---- Records for the exercise

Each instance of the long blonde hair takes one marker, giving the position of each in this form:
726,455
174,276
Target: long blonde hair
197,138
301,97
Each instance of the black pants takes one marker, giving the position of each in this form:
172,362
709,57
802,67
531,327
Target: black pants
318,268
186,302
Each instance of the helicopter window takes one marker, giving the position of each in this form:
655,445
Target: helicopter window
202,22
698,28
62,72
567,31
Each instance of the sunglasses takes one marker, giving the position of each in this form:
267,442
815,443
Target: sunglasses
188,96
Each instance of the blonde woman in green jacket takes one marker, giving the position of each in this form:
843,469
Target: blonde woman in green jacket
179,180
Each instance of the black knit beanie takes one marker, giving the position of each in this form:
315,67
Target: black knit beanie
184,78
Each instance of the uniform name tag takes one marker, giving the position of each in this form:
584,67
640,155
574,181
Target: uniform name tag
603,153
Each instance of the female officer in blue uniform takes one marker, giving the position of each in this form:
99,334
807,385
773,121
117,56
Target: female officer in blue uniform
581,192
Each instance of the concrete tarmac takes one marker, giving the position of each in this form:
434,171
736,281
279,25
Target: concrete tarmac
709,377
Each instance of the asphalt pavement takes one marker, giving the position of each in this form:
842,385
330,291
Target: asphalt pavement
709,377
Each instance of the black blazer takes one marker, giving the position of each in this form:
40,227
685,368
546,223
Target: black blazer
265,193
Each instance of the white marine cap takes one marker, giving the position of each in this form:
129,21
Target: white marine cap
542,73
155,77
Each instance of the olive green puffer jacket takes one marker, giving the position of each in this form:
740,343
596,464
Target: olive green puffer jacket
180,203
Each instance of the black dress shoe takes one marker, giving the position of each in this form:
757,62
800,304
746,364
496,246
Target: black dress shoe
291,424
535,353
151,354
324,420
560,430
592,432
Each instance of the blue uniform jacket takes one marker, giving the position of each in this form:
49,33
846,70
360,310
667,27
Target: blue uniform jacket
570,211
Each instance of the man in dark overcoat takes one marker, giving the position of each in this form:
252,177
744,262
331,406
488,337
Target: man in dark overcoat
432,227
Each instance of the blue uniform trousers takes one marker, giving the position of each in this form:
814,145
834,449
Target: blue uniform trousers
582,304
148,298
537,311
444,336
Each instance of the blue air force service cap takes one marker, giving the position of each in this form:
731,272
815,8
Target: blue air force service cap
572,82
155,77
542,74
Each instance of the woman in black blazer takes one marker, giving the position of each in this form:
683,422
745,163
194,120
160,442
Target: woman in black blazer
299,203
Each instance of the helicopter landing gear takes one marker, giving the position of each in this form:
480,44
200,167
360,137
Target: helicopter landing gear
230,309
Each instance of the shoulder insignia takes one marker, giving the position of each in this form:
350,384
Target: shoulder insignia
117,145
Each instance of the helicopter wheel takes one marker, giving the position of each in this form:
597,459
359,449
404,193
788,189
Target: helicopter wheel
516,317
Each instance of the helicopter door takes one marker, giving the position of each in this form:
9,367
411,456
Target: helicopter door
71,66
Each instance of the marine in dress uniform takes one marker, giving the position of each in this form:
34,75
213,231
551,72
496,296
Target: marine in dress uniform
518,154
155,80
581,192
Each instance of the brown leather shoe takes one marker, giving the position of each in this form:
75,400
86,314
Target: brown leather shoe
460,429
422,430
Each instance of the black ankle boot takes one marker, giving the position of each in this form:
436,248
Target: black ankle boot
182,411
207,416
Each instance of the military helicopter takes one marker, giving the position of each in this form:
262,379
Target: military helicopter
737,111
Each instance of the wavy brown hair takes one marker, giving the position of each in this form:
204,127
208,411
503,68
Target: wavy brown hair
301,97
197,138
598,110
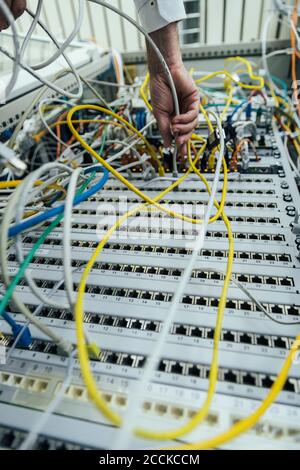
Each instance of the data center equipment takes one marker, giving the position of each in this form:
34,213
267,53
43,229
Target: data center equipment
148,301
128,294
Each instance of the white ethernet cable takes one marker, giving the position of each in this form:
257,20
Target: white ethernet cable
132,413
19,62
28,182
12,203
10,19
160,58
42,118
67,237
63,46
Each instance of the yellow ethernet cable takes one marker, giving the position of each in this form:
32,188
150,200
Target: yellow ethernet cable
245,424
202,413
119,176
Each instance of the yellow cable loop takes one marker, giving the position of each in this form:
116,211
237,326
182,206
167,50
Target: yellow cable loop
40,135
16,183
96,395
214,368
233,79
87,375
119,176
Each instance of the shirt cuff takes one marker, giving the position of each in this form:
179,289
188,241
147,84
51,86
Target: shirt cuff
156,14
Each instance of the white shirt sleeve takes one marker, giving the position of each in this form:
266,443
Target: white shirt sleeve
156,14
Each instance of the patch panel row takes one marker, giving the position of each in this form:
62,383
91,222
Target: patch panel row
238,219
275,431
169,366
153,407
232,304
210,234
238,204
173,204
197,274
258,192
12,439
31,384
231,178
281,257
178,329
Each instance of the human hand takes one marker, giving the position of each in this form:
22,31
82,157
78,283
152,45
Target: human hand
182,126
17,7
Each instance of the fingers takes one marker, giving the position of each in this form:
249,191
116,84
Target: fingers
183,129
182,141
186,118
163,122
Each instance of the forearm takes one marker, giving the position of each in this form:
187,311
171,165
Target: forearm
167,40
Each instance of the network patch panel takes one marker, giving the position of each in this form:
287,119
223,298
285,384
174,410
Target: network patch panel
128,294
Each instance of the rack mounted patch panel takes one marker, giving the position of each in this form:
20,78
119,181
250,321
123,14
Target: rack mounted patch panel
127,296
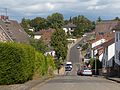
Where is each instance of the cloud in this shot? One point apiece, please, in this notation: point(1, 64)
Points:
point(35, 8)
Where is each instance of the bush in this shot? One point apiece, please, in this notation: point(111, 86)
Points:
point(19, 63)
point(16, 63)
point(43, 65)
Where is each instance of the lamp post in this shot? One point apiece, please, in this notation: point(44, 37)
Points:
point(95, 66)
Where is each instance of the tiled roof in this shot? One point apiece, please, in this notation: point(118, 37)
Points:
point(14, 31)
point(45, 34)
point(111, 41)
point(70, 25)
point(105, 26)
point(117, 27)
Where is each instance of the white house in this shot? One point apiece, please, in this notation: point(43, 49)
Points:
point(117, 44)
point(95, 44)
point(109, 53)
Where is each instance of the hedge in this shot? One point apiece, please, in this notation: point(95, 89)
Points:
point(16, 63)
point(19, 63)
point(44, 65)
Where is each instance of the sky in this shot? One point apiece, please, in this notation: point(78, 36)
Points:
point(92, 9)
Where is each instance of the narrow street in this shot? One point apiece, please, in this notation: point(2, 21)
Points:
point(70, 80)
point(73, 82)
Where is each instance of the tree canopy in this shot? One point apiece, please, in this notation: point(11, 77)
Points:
point(56, 20)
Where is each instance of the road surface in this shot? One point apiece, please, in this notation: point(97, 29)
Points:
point(72, 82)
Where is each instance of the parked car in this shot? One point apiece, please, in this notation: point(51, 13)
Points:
point(84, 72)
point(68, 66)
point(78, 47)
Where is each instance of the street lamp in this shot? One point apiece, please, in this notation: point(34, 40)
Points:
point(95, 66)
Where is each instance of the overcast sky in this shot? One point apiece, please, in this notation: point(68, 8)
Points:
point(17, 9)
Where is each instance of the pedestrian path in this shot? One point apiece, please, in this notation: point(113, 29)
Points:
point(114, 79)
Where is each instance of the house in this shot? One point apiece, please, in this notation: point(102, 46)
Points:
point(45, 35)
point(108, 56)
point(117, 48)
point(104, 27)
point(10, 30)
point(69, 28)
point(103, 32)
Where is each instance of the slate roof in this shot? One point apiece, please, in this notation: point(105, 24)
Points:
point(13, 31)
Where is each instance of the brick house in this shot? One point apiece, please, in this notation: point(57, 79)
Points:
point(10, 30)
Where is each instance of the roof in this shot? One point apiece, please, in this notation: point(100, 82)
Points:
point(107, 37)
point(117, 27)
point(45, 34)
point(14, 31)
point(70, 25)
point(111, 41)
point(105, 26)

--------

▶ _Problem statement_
Among the lines above, list those that contain the word "street".

▶ _Written answer_
Where is each instance of the narrow street in this shot? One point apiece, please, in this notation: point(2, 21)
Where is each instance of the street lamp in this shot? One point apiece, please, in this notation: point(34, 40)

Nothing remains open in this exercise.